▶ _Tarefas a realizar_
**a)** Reproduza a parte do texto sobre o balanço do PAC que começa em "Esse valor corresponde" e vai até "31,8% do total.".
**b)** De acordo com o texto sobre o balanço do PAC, quantas ações do eixo transportes têm conclusão prevista até o fim do ano?
**c)** Retome o texto sobre o balanço do PAC e dê continuidade a ele a partir da última frase apresentada.

▶ _Trecho do texto_
···

Segundo o balanço apresentado pela ministra, a execução geral do PAC deverá atingir no fim do ano o valor de R$ 1,07 trilhão. O financiamento habitacional chegará a R$ 360,2 bilhões e o dispêndio do Minha Casa, Minha Vida totalizará R$ 88,8 bilhões. Financiamentos e obras habitacionais deverão alcançar, portanto, R$ 449,7 bilhões, 42,18% do dinheiro aplicado no PAC 2, iniciado em 2011.

Esse valor corresponde ao de ações planejadas para conclusão até o fim de dezembro. Por esse critério, o peso do programa habitacional é consideravelmente maior. Está prevista a conclusão, até dezembro, de ações correspondentes a dispêndios de R$ 796,4 bilhões. Os financiamentos e obras do setor imobiliário representam, somados, 56,47% desse total.

Mas o quadro fica pior quando entram na comparação setores considerados muito importantes para o aumento da produtividade e do poder de competição da economia nacional. No eixo transportes está prevista a conclusão, até o fim do ano, de 281 ações avaliadas em R$ 66,9 bilhões. Isso equivalerá a apenas 8,4% dos empreendimentos terminados no período. O cenário fica mais animador quando se trata de energia, com etapas completadas, segundo a projeção, no valor de R$ 253,3 bilhões, a 31,8% do total.

···

▶ _Dados extraídos_
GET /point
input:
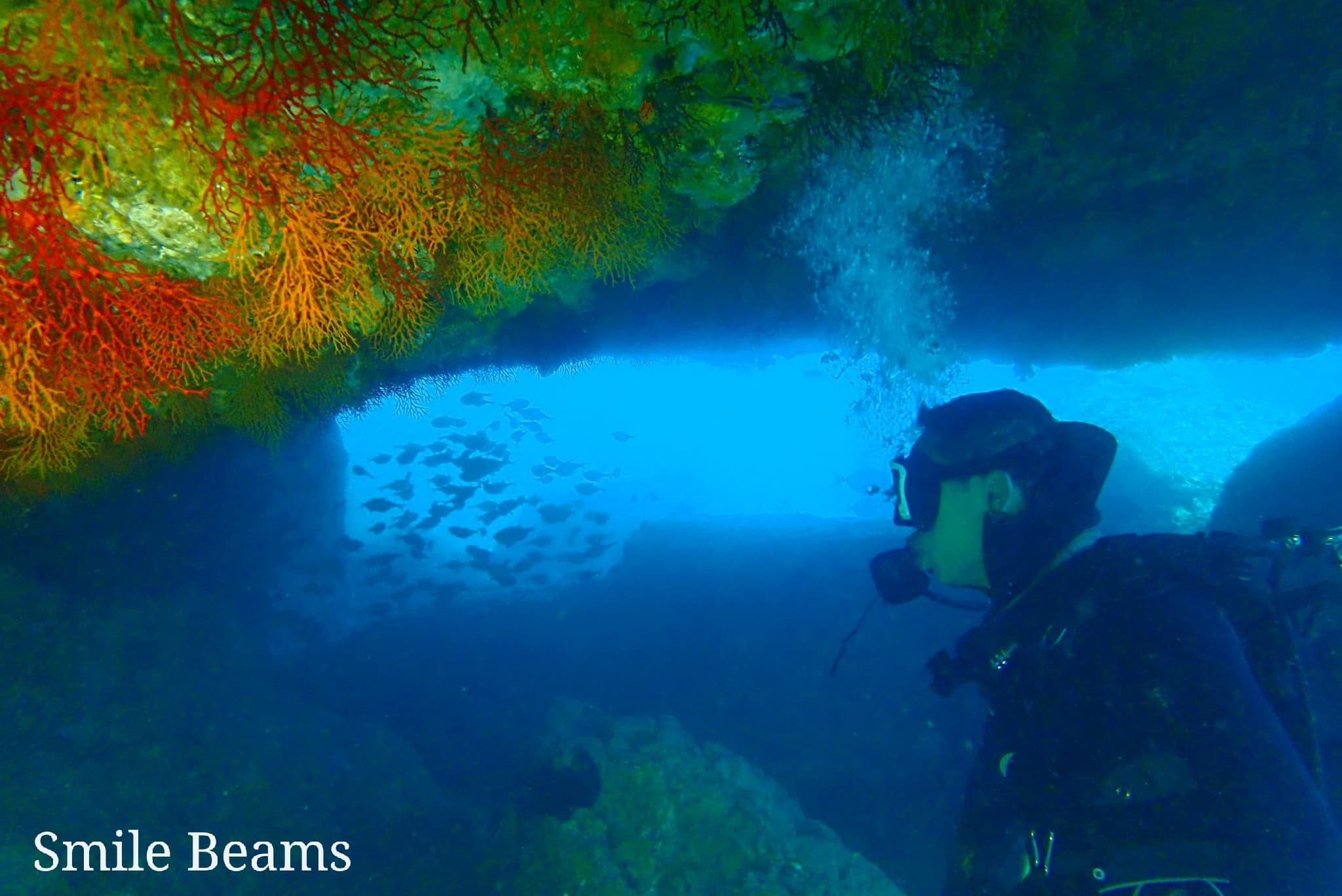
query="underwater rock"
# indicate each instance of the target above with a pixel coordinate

···

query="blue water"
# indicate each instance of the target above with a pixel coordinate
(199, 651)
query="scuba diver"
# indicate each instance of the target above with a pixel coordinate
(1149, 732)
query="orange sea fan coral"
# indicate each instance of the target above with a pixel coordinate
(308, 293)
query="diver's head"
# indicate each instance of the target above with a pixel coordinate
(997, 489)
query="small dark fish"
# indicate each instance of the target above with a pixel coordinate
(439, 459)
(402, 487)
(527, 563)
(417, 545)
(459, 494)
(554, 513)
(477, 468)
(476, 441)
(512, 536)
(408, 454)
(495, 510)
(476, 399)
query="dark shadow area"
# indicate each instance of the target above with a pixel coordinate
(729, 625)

···

▶ _Respostas do exercício_
**a)**
Esse valor corresponde ao de ações planejadas para conclusão até o fim de dezembro. Por esse critério, o peso do programa habitacional é consideravelmente maior. Está prevista a conclusão, até dezembro, de ações correspondentes a dispêndios de R$ 796,4 bilhões. Os financiamentos e obras do setor imobiliário representam, somados, 56,47% desse total.

Mas o quadro fica pior quando entram na comparação setores considerados muito importantes para o aumento da produtividade e do poder de competição da economia nacional. No eixo transportes está prevista a conclusão, até o fim do ano, de 281 ações avaliadas em R$ 66,9 bilhões. Isso equivalerá a apenas 8,4% dos empreendimentos terminados no período. O cenário fica mais animador quando se trata de energia, com etapas completadas, segundo a projeção, no valor de R$ 253,3 bilhões, a 31,8% do total.

**b)** 281 ações.

**c)**
 

Ainda assim, a soma dos dispêndios em energia e transportes, R$ 320,2 bilhões, ainda será bem menor que o volume destinado ao setor habitacional. Ainda é preciso realçar um detalhe: o financiamento imobiliário é muito maior que o dinheiro aplicado diretamente na construção de residências, isto é, efetivamente investido.

A execução do PAC 2, segundo o novo balanço, será 72% superior à do PAC 1. Além disso, o valor aplicado cresceu seguidamente nos últimos anos. Mas esses dados pouco informam sobre o resultado efetivo desse tipo de programa, desde o seu início em 2007, no começo do segundo mandato do presidente Luiz Inácio Lula da Silva. Em todo esse período o investimento produtivo esteve quase sempre abaixo de 20% do Produto Interno Bruto (PIB).

Além disso, nos últimos quatro anos o valor investido pelo governo e pelo setor privado diminuiu como porcentagem do PIB, enquanto a economia ficou emperrada e a produção industrial encolheu. Se o objetivo do programa era tornar a economia mais eficiente e acelerar seu crescimento, o lance obviamente resultou em fracasso. Duplo fracasso, de fato, porque o programa nem dinamizou a formação de capital fixo (equipamentos, infraestrutura e instalações produtivas) nem acelerou o crescimento da economia. Estes fatos nenhum marqueteiro conseguirá negar.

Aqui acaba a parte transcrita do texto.